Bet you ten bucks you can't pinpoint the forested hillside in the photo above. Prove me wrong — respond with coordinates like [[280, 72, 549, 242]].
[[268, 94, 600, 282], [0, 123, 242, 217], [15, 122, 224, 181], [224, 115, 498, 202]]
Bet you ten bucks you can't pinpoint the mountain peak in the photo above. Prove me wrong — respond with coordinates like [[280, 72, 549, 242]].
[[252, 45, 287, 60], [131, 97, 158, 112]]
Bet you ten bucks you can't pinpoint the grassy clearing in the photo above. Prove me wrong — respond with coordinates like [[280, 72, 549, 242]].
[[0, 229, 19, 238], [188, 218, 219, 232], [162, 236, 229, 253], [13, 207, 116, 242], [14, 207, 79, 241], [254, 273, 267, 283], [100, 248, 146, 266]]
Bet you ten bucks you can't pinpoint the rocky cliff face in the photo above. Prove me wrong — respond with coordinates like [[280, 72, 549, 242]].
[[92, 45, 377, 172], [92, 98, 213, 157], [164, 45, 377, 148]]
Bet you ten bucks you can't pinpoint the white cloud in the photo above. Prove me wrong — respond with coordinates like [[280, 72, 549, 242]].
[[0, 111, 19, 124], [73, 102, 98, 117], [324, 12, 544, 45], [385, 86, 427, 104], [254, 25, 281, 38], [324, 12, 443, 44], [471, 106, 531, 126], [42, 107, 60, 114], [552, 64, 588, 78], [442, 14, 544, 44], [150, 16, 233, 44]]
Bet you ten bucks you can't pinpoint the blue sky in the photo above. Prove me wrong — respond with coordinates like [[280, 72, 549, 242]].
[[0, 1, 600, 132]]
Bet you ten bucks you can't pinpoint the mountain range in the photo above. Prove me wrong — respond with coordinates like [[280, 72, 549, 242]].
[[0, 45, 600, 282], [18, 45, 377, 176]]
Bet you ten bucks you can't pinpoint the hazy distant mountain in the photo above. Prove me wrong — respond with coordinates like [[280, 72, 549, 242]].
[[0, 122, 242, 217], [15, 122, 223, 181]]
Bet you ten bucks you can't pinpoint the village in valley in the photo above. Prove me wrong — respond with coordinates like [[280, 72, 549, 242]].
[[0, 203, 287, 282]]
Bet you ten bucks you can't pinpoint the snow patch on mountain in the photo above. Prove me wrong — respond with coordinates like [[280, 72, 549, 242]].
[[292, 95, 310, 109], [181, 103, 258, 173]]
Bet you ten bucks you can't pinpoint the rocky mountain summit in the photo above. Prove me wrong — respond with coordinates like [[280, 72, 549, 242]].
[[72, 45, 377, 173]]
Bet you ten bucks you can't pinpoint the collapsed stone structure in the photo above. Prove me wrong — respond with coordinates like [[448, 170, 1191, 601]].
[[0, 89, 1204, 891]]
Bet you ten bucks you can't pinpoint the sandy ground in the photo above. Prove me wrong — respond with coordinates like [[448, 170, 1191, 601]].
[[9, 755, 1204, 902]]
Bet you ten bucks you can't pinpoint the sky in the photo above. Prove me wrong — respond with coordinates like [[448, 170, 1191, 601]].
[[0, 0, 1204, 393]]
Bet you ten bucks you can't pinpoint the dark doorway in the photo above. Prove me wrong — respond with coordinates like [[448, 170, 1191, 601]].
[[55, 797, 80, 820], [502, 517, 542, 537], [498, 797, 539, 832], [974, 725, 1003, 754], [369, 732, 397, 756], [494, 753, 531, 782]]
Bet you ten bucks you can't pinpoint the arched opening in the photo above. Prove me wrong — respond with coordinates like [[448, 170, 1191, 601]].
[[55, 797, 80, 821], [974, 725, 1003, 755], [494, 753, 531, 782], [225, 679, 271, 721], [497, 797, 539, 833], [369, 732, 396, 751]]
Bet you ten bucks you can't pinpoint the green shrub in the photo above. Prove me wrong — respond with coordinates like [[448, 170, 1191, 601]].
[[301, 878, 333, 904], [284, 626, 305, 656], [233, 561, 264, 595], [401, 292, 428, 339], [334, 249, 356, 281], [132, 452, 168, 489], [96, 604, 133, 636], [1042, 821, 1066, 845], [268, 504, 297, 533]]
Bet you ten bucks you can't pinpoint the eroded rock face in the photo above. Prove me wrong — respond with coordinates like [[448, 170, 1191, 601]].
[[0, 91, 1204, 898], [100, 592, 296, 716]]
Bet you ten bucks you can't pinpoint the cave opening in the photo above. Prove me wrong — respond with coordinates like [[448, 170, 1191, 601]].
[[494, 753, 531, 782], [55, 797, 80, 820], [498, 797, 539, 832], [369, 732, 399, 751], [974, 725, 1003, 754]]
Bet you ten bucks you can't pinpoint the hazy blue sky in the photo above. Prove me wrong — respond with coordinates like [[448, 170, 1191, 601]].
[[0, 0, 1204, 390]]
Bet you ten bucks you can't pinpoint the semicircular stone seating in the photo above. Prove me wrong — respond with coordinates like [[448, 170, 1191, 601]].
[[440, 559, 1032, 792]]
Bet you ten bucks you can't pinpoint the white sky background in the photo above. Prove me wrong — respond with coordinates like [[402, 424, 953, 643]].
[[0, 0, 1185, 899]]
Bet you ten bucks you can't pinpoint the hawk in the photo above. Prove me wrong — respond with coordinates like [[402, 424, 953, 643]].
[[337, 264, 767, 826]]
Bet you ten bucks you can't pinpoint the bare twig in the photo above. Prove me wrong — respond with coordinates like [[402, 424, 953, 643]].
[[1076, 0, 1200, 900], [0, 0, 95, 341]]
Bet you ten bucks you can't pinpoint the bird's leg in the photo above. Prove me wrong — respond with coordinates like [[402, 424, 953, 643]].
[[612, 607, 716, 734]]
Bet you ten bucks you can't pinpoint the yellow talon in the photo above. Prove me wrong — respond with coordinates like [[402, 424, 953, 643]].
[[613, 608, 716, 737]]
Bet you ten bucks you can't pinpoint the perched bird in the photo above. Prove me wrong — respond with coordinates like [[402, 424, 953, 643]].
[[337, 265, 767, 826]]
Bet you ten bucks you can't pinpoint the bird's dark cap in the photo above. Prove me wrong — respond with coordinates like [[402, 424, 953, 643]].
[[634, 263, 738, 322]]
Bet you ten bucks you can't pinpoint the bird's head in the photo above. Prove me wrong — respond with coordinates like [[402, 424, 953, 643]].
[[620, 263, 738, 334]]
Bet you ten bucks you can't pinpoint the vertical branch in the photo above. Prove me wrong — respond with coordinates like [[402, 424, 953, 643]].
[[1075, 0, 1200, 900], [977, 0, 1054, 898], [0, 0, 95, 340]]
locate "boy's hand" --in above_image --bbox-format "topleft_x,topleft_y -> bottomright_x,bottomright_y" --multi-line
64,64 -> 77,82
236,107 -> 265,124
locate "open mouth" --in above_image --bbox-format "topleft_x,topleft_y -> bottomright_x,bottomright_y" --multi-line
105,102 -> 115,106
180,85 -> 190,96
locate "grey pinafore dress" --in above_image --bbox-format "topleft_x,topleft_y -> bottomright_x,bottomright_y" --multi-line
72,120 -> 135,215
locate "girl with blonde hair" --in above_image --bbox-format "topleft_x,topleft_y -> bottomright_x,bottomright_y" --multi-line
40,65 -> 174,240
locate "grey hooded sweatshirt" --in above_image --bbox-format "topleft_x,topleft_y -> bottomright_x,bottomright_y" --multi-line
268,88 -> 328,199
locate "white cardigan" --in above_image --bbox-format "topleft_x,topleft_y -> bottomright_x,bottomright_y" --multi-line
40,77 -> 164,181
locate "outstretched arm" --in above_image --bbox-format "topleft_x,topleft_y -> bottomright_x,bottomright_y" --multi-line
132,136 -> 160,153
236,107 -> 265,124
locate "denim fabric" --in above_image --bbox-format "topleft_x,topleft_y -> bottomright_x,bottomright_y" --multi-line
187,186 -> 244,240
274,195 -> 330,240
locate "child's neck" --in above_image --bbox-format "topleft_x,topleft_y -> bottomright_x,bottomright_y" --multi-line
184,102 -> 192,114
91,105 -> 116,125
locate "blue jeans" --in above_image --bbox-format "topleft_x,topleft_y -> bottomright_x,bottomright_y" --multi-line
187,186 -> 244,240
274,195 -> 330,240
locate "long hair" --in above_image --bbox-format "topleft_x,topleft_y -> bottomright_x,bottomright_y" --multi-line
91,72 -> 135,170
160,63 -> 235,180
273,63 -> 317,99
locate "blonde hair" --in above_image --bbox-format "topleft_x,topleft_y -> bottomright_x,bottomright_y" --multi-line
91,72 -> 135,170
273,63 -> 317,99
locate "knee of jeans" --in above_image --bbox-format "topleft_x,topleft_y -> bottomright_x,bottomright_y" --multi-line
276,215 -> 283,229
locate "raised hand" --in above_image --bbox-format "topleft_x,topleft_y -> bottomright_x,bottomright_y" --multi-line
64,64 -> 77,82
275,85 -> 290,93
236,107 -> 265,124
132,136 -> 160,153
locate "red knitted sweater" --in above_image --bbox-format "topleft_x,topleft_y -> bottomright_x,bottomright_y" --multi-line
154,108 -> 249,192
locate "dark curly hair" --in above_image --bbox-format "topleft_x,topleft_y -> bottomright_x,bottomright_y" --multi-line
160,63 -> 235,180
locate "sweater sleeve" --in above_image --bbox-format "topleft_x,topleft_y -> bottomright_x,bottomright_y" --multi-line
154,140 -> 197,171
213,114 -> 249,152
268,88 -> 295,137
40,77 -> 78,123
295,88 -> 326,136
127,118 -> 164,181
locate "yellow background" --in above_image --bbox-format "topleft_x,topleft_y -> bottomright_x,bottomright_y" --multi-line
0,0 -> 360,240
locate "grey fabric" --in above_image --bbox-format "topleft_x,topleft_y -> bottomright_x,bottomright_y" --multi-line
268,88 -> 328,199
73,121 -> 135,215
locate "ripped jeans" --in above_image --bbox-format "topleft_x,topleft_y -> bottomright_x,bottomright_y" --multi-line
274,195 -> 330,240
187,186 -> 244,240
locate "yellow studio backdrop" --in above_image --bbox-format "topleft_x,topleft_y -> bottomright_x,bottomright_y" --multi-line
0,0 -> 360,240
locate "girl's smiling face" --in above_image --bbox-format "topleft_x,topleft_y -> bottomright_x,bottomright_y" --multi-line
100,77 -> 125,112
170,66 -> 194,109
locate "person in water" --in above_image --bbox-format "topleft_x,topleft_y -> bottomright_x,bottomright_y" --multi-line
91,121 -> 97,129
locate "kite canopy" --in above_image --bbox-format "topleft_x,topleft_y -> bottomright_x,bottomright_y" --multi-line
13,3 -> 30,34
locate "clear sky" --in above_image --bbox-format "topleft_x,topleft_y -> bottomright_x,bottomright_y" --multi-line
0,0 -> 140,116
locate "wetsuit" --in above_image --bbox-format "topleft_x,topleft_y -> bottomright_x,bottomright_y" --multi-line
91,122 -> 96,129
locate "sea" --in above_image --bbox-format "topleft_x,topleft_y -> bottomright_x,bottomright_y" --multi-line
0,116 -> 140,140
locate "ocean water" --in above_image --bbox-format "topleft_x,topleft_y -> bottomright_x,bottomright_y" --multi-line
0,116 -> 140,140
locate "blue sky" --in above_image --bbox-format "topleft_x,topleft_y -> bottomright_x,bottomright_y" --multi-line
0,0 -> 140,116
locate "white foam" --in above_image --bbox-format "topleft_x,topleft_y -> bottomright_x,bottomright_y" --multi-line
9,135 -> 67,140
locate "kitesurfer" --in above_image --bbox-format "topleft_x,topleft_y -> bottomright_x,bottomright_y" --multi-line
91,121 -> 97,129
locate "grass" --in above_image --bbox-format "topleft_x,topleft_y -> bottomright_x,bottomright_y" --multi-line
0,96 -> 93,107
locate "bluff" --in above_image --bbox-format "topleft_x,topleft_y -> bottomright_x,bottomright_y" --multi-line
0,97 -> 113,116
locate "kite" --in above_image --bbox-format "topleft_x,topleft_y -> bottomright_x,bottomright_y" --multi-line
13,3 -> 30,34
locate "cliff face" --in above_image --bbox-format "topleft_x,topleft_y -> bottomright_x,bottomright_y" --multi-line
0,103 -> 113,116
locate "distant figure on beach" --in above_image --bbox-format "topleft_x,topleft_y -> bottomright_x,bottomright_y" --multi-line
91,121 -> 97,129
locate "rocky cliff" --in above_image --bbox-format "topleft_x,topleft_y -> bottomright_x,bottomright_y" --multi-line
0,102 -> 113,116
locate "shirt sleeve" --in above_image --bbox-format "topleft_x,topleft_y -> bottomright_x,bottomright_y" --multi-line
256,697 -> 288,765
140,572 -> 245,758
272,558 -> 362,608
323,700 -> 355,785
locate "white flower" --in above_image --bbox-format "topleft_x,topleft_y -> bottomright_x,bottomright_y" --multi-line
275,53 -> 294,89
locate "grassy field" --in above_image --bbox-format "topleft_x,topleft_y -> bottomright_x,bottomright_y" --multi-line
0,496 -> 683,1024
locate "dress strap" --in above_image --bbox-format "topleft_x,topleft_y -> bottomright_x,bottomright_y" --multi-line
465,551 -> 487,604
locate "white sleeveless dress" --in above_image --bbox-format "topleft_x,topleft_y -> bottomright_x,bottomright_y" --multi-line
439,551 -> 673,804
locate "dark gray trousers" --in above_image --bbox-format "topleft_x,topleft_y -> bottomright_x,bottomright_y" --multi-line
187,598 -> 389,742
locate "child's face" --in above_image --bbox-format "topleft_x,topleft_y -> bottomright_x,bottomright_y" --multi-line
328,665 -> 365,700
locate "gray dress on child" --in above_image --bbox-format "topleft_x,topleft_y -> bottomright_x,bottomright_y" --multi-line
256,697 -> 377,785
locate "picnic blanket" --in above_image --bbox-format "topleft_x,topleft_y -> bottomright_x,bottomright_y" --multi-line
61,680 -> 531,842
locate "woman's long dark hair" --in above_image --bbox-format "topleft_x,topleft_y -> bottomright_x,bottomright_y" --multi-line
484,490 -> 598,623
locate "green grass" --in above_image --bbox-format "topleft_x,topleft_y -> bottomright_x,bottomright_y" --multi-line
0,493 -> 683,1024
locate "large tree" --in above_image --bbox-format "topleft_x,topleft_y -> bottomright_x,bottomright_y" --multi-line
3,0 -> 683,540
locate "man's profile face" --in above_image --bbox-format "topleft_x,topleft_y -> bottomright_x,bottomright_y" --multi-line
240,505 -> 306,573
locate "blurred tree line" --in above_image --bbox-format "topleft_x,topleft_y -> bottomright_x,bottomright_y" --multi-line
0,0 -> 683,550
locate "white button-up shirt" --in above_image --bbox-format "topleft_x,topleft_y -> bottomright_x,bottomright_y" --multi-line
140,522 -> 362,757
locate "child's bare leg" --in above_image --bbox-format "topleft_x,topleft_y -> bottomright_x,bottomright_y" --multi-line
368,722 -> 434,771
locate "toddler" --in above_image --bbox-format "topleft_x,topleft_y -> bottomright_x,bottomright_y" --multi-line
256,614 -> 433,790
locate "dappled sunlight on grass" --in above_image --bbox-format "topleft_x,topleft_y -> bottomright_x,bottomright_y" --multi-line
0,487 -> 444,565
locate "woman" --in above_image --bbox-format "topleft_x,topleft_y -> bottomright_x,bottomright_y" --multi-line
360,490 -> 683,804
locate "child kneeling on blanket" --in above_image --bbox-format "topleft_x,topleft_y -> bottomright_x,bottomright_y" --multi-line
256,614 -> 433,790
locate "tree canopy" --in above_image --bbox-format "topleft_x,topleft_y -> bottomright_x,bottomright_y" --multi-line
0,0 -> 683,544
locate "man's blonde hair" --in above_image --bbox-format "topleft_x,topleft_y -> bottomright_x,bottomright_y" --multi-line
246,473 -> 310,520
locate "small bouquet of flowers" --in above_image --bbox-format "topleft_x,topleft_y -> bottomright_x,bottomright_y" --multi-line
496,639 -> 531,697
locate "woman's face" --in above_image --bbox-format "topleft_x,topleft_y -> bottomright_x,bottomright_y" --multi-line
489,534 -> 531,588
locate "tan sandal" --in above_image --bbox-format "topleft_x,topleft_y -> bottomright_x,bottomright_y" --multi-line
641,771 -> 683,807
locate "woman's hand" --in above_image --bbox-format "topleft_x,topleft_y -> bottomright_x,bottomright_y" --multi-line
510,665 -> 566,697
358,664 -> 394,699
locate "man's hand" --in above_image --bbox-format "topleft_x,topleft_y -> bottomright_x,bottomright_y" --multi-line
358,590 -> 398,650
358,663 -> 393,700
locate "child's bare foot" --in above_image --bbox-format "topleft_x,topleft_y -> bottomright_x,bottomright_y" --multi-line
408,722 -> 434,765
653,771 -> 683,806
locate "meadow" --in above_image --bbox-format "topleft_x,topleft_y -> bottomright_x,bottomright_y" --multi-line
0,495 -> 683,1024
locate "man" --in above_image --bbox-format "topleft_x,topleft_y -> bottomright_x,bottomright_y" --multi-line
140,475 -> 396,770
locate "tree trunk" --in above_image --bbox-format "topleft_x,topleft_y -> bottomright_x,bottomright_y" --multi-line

++++++++

◆ **REQUIREMENT**: Reproduce every line of the entries from the first line through the line containing "[[252, 45, 287, 60], [131, 97, 158, 112]]", increasing each coordinate in the answers by 23.

◆ **ANSWER**:
Bet you ten bucks you can't pinpoint the forested hillside in the photo above. Prove me wrong — respond with coordinates like [[280, 72, 549, 242]].
[[291, 117, 623, 305], [23, 146, 265, 240], [38, 145, 247, 204], [247, 138, 521, 225]]
Bet you ten bucks you can't pinpoint the mountain peak in the photo above. Prove me wrong — respond with coordinates like [[280, 72, 549, 242]].
[[275, 68, 310, 83], [154, 120, 181, 135]]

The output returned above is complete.